-- Begin Stored data --

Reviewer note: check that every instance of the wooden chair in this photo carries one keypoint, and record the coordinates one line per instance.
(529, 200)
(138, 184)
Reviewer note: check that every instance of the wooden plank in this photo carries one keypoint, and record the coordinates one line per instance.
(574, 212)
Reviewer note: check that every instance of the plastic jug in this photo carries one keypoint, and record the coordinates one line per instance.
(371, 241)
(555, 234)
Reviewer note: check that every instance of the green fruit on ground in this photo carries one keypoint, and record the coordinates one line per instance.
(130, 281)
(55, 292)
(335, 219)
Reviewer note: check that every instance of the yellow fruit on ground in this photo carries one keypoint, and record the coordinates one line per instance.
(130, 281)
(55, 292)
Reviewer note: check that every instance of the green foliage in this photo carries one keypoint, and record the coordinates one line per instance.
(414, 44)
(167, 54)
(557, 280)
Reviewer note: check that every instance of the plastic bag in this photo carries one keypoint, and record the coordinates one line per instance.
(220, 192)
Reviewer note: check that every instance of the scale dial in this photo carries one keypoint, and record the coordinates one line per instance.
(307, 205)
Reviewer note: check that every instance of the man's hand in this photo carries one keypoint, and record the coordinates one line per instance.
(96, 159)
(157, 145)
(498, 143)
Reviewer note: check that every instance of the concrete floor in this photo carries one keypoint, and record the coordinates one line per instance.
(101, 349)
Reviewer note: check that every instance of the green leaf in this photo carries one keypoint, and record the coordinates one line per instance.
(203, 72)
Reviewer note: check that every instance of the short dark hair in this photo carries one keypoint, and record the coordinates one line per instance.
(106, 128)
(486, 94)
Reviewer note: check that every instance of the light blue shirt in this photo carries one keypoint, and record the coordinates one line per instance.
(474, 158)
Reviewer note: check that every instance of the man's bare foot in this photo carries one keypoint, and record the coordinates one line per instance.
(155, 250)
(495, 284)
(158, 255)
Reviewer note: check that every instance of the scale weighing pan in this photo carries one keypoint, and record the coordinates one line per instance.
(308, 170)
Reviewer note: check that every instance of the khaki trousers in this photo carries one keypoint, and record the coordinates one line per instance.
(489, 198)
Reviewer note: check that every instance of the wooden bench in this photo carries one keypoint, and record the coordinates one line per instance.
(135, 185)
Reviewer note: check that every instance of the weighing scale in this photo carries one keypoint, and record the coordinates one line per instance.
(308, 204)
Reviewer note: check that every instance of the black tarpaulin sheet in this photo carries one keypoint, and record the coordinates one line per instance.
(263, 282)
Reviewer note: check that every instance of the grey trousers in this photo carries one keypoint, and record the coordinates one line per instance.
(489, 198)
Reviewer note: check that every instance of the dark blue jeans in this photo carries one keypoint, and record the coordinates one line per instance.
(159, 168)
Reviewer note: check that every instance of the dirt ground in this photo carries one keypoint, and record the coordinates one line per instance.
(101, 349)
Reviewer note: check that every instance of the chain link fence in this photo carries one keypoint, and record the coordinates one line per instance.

-- End Stored data --

## [Given request]
Turn every line of the material above into a numbered list, and drop any blank lines.

## [Answer to this problem]
1. Reviewer note: check that every instance of the wooden chair in this photo carries one keypoint, and record the coordinates one line per instance.
2. (529, 200)
3. (138, 184)
4. Reviewer note: check that every instance of the wooden plank in this photo carries one keypoint, and record the coordinates one line per instance.
5. (574, 212)
6. Reviewer note: check that every instance of the plastic jug in this photo carries one keypoint, and record the coordinates one line per instance.
7. (371, 241)
8. (555, 234)
9. Reviewer note: check that every instance of the green fruit on ground in this photo carries one keypoint, and record the coordinates one line per instance.
10. (130, 281)
11. (55, 292)
12. (335, 219)
13. Reviewer note: check that every instance of the yellow fruit on ground in this photo carries one keypoint, and record the coordinates one line per instance.
14. (130, 281)
15. (55, 292)
16. Reviewer note: check that every instance of the green foliage in this photo carries one keypoint, and record the coordinates one line per instance.
17. (414, 44)
18. (167, 54)
19. (557, 280)
20. Reviewer note: check that every instance of the plastic bag in this photo carries one keypoint, and record the coordinates one line per instance.
21. (220, 192)
22. Reviewer note: check that every instance of the scale dial in this photo carries one keypoint, and record the coordinates one line per instance.
23. (307, 205)
24. Reviewer note: check that every instance of the man's hand in this photo carries one keypoint, and record the coordinates one line per instance.
25. (96, 159)
26. (157, 145)
27. (498, 143)
28. Reviewer note: check that every instance of the concrete floor in this photo carries one keypoint, and record the coordinates one line per instance.
29. (101, 349)
30. Reviewer note: check that every instance of the green leaf in this photo carries one keypoint, and record the coordinates one line per instance.
31. (203, 72)
32. Reviewer note: check that every instance of the short dark hair in this photo carries one keypoint, and record the coordinates one line per instance.
33. (106, 128)
34. (486, 94)
35. Reviewer note: check that every instance of the light blue shirt in this photo carries one keypoint, and record the coordinates one line per instance.
36. (474, 158)
37. Reviewer note: check that every instance of the man's bare foot in this photo carries one keypoint, and record the coordinates one line per instance.
38. (155, 250)
39. (495, 284)
40. (158, 255)
41. Reviewer note: check that every instance of the scale weighing pan in this photo carries one keypoint, and record the coordinates one line per instance.
42. (308, 170)
43. Reviewer note: check that every instance of the khaki trousers in this photo carries one keypoint, and record the coordinates one line per instance.
44. (489, 198)
45. Reviewer note: check that every instance of the wooden bench in this photo carries one keypoint, and record the coordinates one line per instance.
46. (135, 185)
47. Reviewer note: check that every instance of the weighing scale in this photo carries one keypoint, and record the coordinates one line per instance.
48. (308, 204)
49. Reviewer note: check that every instance of the black tarpaulin sheet in this photo carries one keypoint, and record the coordinates one line per instance.
50. (263, 282)
51. Reviewer note: check that every instance of the grey trousers in this photo carries one keypoint, and record the coordinates one line per instance.
52. (489, 198)
53. Reviewer note: check that every instance of the dark blue jeans in this photo carries one keypoint, and record the coordinates one line per instance.
54. (159, 168)
55. Reviewer note: check that every instance of the dirt ground in this photo carries one keypoint, and record the coordinates one line per instance.
56. (101, 349)
57. Reviewer note: check that every instance of the chain link fence in this photo carries one keypoint, and record the coordinates one line per instance.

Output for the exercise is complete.